Arm backend: Refactor partitioning of int64 (#13726)

Erik-Lundell · web-flow · commit 3eb79473ba0d · 2025-08-28T14:41:24.000+02:00
Earlier logic partitioned some edge cases that
could not be handled by the backend, and caused small single-constant
partitions.

The new logic is more conservative, so some
cases that could be partitioned before might not be anymore. However,
the idea is to trade a little less partitioning for more robustness.

Update tests affected by the change.

Also add small dtype debug info to aid with future int64 bug squashing.

Signed-off-by: Erik Lundell &lt;erik.lundell@arm.com&gt;
diff --git a/backends/arm/operator_support/tosa_supported_operators.py b/backends/arm/operator_support/tosa_supported_operators.py
@@ -116,7 +116,7 @@ def tosa_support_factory(
 
     # Negative checks: Remove nodes from partitioning
     negative_checks: list[OperatorSupportBase] = [
-        CheckInt64Inputs(exported_program, reporter),
+        CheckInt64InputsAndOutputs(exported_program, reporter),
         CheckFloat64Inputs(exported_program, reporter),
         RankCheck(reporter, max_rank=5),
         *[
@@ -454,7 +454,18 @@ def is_node_supported(
         return True
 
 
-class CheckInt64Inputs(OperatorSupportBase):
+class CheckInt64InputsAndOutputs(OperatorSupportBase):
+    """TOSA does not support int64 tensors so in general, ops with int64 inputs or outputs should not be partitioned.

• [WHAT IS REQUIRED]
Pick up the int64 partitioning commit where it stops and carry on from its last line.

• [GIVEN DATA]
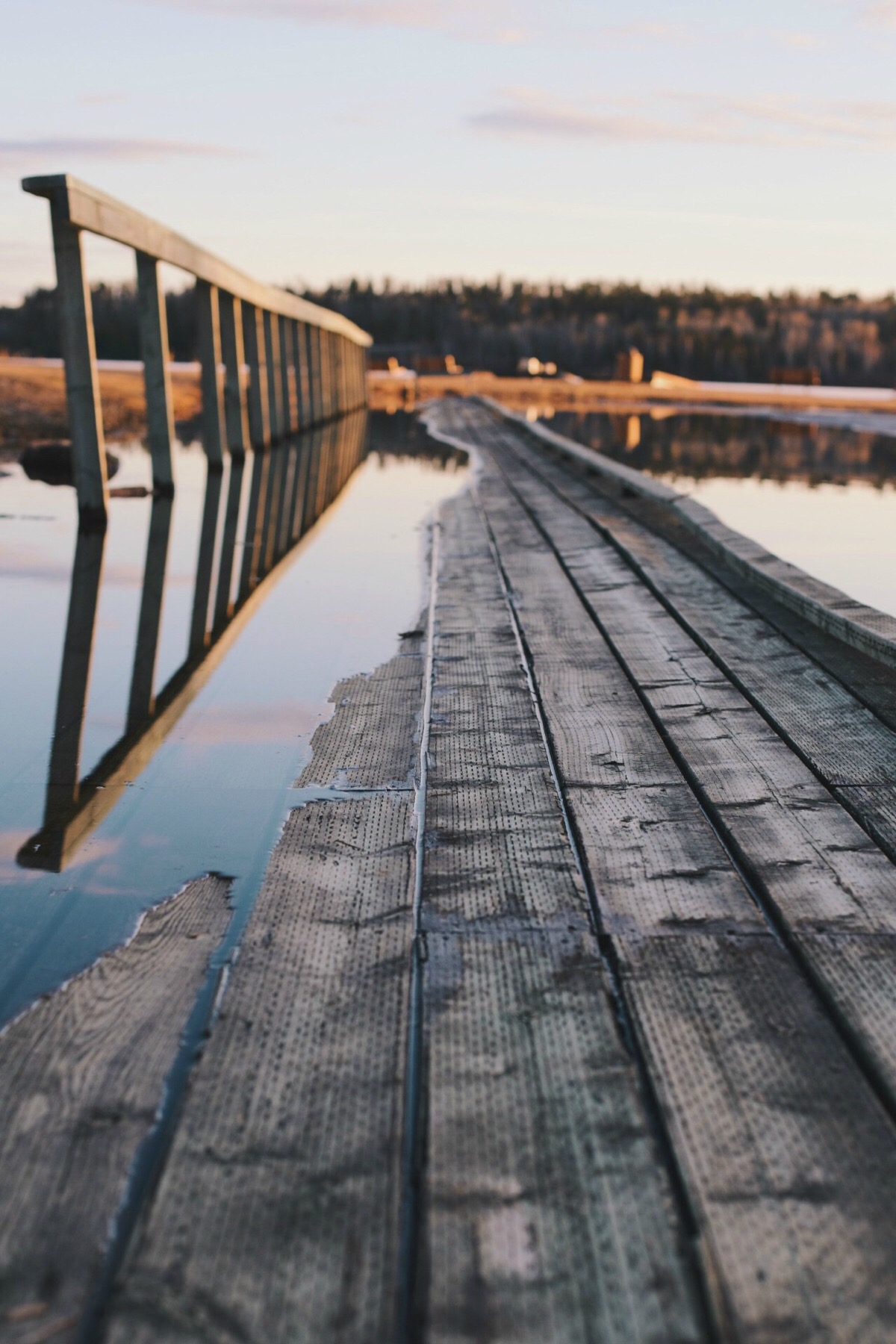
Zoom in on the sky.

• [EXERCISE RESULT]
+    There are however some exceptions:
+        - Nodes with int64 output can be partitioned if they are constant, within int32,
+            and all users cast to something else. In this case, the int64 tensor can safely be cast to int32 AOT.
+        - Nodes with int64 output can be partitioned if all users are getitem with non-int64 output.
+            In this case, there are multiple outputs and the int64 ones are not used.
+        - Nodes with int64 inputs can be partitioned if the inputs are constant placeholders, or constant
+            ops fulfilling the criteria above.
+    Note that we don't check placeholders here, they are partitioned based on whether their users are partitioned
+    or not.
+    """
 
     def __init__(
         self, exported_program: ExportedProgram, reporter: WhyNoPartitionReporter
@@ -465,27 +476,85 @@ def __init__(
             if spec.kind == InputKind.USER_INPUT
         ]
         self.reporter = reporter
+        self.int32_min = torch.iinfo(torch.int32).min
+        self.int32_max = torch.iinfo(torch.int32).max
         super().__init__()
 
+    def inside_int32_bounds(self, node: torch.fx.Node) -> bool:
+        """Node is assumed to be call_function with int64 output."""
+        if isinstance(node.target, str):
+            return False
+        data = node.target(*node.args, **node.kwargs)
+        min_val, max_val = int(torch.min(data)), int(torch.max(data))
+        return min_val >= self.int32_min and max_val <= self.int32_max
+
     def is_node_supported(
         self, submodules: typing.Mapping[str, torch.nn.Module], node: fx.Node
     ) -> bool:
 
+        vals = node.meta["val"]
+        tensor_list = vals if isinstance(vals, (list, tuple)) else [vals]
+
+        any_int64 = any(tensor.dtype == torch.int64 for tensor in tensor_list)
+        # Don't partition nodes with int64 output...
+        if any_int64:
+            # ... Except for constant ops that are directly cast to something non-int64.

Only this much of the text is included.